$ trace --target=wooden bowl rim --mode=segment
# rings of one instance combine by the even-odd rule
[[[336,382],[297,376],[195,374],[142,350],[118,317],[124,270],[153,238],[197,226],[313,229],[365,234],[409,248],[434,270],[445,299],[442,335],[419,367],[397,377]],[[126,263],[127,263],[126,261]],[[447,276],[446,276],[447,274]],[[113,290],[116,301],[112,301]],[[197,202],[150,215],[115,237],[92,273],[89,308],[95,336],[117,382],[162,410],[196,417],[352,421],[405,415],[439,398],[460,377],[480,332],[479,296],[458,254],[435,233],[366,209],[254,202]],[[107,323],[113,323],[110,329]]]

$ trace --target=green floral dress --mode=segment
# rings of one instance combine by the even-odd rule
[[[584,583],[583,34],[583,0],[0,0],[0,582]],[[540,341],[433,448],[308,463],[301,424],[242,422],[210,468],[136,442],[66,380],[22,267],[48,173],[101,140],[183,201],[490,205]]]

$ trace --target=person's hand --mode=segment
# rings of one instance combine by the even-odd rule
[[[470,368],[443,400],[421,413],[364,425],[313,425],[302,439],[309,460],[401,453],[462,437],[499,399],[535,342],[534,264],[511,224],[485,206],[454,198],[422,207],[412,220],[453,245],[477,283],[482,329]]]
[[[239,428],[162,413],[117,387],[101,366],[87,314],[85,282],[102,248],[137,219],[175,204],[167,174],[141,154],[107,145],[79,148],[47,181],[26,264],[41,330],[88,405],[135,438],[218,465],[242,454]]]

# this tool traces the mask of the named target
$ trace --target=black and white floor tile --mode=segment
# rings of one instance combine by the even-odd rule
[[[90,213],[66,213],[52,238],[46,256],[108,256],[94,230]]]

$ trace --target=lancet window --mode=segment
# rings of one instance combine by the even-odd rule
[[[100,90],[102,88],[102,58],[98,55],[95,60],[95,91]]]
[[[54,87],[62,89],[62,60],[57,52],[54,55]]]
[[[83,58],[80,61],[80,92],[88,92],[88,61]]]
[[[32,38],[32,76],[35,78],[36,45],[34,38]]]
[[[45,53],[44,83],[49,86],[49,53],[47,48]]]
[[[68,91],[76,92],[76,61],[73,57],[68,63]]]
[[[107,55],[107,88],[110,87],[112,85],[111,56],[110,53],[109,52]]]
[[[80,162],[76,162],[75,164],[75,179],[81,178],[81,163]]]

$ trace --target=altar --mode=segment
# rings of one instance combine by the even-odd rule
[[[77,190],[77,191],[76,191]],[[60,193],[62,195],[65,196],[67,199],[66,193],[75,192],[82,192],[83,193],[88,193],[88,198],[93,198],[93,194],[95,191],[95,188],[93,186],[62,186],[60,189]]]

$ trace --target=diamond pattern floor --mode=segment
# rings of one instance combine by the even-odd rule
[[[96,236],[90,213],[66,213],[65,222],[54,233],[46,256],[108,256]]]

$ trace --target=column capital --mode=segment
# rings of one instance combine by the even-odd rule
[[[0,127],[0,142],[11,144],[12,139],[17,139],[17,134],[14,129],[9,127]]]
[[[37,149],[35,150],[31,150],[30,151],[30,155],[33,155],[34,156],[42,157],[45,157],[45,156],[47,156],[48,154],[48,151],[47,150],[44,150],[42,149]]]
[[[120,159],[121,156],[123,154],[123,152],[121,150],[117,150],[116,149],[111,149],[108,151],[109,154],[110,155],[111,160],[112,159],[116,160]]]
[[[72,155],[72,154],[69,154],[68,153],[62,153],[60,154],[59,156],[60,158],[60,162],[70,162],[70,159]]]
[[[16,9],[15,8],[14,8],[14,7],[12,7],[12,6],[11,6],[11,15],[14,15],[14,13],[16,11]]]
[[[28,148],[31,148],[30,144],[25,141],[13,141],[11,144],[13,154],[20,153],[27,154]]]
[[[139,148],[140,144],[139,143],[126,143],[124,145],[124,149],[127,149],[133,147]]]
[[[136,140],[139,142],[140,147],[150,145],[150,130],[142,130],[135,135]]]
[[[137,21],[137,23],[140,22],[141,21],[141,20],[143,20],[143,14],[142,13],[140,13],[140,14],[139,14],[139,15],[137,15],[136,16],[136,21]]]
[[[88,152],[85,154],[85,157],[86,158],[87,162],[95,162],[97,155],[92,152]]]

_ _ _

Exercise: Copy every line of the records above verbatim, keeping each character, space and line break unchanged.

Exercise solution:
$ trace --target=wooden bowl rim --mode=segment
# rings of one instance combine by the even-odd rule
[[[336,382],[297,376],[195,374],[142,350],[118,317],[124,270],[153,238],[197,226],[313,229],[365,234],[409,248],[434,270],[445,299],[442,335],[419,367],[397,377]],[[126,263],[127,263],[126,261]],[[447,276],[446,276],[447,274]],[[113,290],[116,301],[112,301]],[[197,202],[150,215],[115,237],[92,273],[89,308],[95,336],[117,382],[162,410],[196,417],[352,421],[405,415],[439,398],[460,377],[480,332],[479,296],[458,254],[435,233],[366,209],[254,202]],[[107,323],[113,323],[110,329]]]

$ trace --target=green floral dress --mode=segment
# rings of one instance combine by the even-odd rule
[[[584,583],[583,34],[583,0],[0,0],[0,582]],[[540,341],[433,448],[308,463],[301,424],[242,422],[210,468],[136,442],[66,380],[22,267],[48,173],[101,140],[183,201],[490,205]]]

$ trace --target=person's hand --mode=segment
# rings of one instance combine by the even-odd rule
[[[470,368],[443,400],[421,413],[364,425],[313,425],[302,439],[309,460],[401,453],[462,437],[499,399],[535,342],[534,264],[511,224],[485,206],[454,198],[422,207],[412,220],[453,245],[477,283],[482,329]]]
[[[239,428],[162,413],[117,387],[101,366],[87,314],[85,282],[102,248],[137,219],[175,204],[167,174],[141,154],[107,145],[79,148],[47,181],[26,264],[41,330],[88,405],[135,438],[218,465],[242,454]]]

# this tool traces the mask of the named target
$ trace --target=black and white floor tile --mode=segment
# rings of one instance combine by the even-odd rule
[[[90,213],[66,213],[52,238],[46,256],[108,256],[94,230]]]

$ trace --target=lancet window --mode=segment
# rings of one instance combine by the even-odd rule
[[[100,90],[102,88],[102,58],[98,55],[95,60],[95,91]]]
[[[54,87],[62,89],[62,60],[57,52],[54,55]]]
[[[83,58],[80,61],[80,92],[88,92],[88,61]]]
[[[32,38],[32,76],[35,78],[36,45],[34,38]]]
[[[45,53],[44,83],[49,86],[49,53],[47,48]]]
[[[68,91],[76,92],[76,61],[73,57],[68,63]]]
[[[107,55],[107,88],[110,87],[112,85],[111,56],[110,53],[109,52]]]
[[[80,162],[76,162],[75,164],[75,179],[81,178],[81,163]]]

$ trace --target=altar --mode=segment
# rings of one instance combine by the even-odd rule
[[[77,190],[77,191],[76,191]],[[60,193],[62,195],[65,196],[67,199],[66,193],[75,192],[82,192],[83,193],[88,193],[88,198],[93,198],[93,194],[95,191],[95,188],[93,186],[62,186],[60,189]]]

$ trace --target=diamond pattern floor --mode=segment
# rings of one instance combine by the even-odd rule
[[[96,236],[90,213],[66,213],[65,222],[54,233],[46,256],[108,256]]]

$ trace --target=column capital --mode=segment
# rings of one instance combine by the even-odd rule
[[[0,127],[0,142],[11,144],[12,139],[17,139],[17,134],[14,129],[9,127]]]
[[[37,149],[35,150],[31,150],[30,151],[30,155],[33,155],[34,156],[42,157],[45,157],[45,156],[47,156],[48,154],[48,151],[47,150],[44,150],[42,149]]]
[[[120,159],[121,156],[123,154],[123,152],[121,150],[117,150],[116,149],[111,149],[108,151],[109,154],[110,155],[111,160],[112,159],[116,160]]]
[[[72,155],[72,154],[69,154],[68,153],[62,153],[60,154],[59,156],[60,158],[60,162],[70,162],[70,159]]]
[[[16,9],[15,8],[14,8],[14,7],[12,7],[12,6],[11,6],[11,15],[14,15],[14,13],[16,11]]]
[[[28,148],[31,148],[30,144],[25,141],[13,141],[11,144],[13,154],[20,153],[27,154]]]
[[[139,148],[140,144],[139,143],[126,143],[124,145],[124,149],[127,149],[133,147]]]
[[[136,140],[139,142],[140,147],[150,145],[150,130],[142,130],[135,135]]]
[[[137,21],[137,23],[140,22],[141,21],[141,20],[143,20],[143,14],[142,13],[140,13],[140,14],[139,14],[139,15],[137,15],[136,16],[136,21]]]
[[[88,152],[85,154],[85,157],[86,158],[87,162],[95,162],[97,155],[92,152]]]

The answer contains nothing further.